EXERCISE ::
Which lines below mention "tower"? Pick each one out.

== RECORD EXCERPTS

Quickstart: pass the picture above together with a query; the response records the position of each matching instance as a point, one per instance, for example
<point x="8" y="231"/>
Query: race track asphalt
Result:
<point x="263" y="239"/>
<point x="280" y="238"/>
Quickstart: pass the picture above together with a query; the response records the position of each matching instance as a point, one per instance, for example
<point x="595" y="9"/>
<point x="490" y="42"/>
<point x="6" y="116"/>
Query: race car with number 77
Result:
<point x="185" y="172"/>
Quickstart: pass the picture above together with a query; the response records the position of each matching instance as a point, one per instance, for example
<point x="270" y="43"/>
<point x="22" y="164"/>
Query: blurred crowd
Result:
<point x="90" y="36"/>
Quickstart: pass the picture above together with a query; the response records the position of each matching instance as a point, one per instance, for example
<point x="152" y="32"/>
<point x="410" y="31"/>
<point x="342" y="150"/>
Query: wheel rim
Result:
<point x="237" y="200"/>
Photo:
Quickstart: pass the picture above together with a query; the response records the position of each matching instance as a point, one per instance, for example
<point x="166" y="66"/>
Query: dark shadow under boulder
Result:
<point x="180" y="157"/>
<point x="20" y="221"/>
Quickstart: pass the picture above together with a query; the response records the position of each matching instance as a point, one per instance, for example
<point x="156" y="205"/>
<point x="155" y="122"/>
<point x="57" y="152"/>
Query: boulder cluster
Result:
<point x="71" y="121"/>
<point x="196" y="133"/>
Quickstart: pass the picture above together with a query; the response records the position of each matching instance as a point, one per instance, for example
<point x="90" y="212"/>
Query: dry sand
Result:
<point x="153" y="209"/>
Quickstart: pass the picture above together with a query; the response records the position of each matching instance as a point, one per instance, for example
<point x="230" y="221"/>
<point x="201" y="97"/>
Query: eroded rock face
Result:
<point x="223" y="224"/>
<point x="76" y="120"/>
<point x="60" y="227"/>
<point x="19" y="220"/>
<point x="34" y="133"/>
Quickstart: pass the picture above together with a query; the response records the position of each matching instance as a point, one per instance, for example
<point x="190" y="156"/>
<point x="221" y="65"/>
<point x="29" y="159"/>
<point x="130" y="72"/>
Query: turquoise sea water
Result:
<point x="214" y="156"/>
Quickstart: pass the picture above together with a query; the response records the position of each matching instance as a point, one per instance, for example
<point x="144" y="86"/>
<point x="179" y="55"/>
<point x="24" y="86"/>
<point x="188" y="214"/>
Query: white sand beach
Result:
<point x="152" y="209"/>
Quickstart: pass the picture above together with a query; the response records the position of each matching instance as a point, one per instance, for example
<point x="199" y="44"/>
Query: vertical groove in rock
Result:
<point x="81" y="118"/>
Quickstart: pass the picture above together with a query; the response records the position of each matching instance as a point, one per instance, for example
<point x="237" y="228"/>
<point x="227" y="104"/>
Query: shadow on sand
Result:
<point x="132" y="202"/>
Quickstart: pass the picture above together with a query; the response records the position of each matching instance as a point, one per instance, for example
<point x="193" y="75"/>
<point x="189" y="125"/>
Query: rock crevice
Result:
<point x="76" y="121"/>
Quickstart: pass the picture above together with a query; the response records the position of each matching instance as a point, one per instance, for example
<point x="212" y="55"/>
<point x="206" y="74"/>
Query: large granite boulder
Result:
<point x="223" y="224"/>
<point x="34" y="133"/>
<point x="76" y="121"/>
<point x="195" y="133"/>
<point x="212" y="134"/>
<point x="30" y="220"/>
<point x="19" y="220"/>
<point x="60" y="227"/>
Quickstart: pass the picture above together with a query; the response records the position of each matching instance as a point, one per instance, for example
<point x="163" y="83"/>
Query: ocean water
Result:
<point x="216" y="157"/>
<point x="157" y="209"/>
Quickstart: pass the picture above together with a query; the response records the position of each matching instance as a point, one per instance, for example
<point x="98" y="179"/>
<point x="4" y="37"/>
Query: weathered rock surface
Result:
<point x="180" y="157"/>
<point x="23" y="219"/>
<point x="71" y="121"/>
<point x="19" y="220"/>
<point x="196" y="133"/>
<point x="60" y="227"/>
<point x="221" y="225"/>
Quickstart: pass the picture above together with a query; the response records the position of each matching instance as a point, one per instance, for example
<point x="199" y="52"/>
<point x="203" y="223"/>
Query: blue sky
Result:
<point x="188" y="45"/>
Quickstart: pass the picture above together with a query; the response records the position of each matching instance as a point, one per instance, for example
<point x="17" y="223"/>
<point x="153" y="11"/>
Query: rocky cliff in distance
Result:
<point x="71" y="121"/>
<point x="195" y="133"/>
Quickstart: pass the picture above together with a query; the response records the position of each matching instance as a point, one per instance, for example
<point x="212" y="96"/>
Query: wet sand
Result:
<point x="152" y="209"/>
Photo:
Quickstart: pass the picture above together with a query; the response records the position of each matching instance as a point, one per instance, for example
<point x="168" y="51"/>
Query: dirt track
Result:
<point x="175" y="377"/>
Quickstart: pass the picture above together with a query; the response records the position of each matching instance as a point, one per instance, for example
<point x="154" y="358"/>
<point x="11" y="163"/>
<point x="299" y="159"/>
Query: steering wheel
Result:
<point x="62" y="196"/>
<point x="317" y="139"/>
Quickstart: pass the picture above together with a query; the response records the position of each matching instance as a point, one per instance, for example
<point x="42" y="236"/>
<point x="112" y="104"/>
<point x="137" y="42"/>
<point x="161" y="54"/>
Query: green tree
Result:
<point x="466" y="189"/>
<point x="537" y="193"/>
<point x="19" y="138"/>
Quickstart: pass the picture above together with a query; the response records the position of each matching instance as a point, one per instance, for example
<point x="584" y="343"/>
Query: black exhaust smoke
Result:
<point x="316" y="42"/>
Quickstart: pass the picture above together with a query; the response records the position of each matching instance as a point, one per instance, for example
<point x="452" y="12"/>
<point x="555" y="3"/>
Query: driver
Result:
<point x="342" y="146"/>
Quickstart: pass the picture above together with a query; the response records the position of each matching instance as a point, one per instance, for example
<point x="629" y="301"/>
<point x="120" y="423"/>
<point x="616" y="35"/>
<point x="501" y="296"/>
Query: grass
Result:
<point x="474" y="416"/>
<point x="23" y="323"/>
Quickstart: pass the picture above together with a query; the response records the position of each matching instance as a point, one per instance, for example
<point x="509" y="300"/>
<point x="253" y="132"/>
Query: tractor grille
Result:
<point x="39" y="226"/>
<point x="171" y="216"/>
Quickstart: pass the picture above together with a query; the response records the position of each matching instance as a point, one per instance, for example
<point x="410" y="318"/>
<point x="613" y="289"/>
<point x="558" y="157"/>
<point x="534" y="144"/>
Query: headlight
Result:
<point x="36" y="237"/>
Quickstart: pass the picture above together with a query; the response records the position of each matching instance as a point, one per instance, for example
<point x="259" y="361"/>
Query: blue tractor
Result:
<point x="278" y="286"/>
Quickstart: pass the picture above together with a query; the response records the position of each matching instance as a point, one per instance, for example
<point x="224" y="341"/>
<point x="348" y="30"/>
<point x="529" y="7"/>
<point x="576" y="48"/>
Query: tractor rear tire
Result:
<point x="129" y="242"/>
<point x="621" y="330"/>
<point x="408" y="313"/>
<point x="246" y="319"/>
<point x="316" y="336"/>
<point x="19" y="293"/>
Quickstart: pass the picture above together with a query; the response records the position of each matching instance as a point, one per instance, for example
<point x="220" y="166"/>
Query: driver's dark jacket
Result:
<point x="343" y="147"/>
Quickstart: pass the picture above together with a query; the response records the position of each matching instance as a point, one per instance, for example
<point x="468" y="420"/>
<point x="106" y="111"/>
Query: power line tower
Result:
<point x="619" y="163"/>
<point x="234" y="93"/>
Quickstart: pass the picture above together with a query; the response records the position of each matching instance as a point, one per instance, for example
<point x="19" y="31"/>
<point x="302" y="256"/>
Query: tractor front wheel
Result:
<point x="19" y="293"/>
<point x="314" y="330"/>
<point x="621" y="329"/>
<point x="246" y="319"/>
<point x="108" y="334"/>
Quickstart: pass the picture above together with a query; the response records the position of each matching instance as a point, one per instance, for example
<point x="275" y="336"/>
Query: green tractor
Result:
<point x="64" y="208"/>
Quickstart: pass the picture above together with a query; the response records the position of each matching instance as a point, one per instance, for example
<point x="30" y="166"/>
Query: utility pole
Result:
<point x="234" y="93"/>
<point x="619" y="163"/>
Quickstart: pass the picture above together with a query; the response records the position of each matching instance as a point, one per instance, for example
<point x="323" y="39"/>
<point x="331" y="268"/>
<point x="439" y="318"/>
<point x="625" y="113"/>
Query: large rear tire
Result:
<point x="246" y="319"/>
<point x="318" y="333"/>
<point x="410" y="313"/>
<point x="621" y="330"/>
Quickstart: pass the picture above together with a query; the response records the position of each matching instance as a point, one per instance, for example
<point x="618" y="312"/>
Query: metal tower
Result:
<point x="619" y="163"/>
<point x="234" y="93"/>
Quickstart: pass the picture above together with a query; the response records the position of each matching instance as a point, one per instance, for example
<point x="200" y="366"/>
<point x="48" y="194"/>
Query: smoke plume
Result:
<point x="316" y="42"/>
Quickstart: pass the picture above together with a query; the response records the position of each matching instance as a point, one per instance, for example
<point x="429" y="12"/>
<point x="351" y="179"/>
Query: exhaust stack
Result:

====

RESULT OF THIS EXERCISE ::
Query: power line tower
Query: metal tower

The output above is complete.